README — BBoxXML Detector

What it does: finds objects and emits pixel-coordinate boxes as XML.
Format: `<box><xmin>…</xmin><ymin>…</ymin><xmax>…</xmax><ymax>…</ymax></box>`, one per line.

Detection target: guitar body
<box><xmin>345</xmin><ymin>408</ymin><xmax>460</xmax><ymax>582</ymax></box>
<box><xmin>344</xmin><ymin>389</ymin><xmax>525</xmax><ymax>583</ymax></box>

YOUR INSTRUCTIONS:
Reproduce the entries above in full, precisely as written.

EXERCISE OUTPUT:
README — BBoxXML Detector

What it does: finds objects and emits pixel-coordinate boxes as XML.
Format: `<box><xmin>…</xmin><ymin>…</ymin><xmax>…</xmax><ymax>…</ymax></box>`, one per line.

Detection target: guitar body
<box><xmin>345</xmin><ymin>408</ymin><xmax>460</xmax><ymax>582</ymax></box>
<box><xmin>344</xmin><ymin>389</ymin><xmax>525</xmax><ymax>583</ymax></box>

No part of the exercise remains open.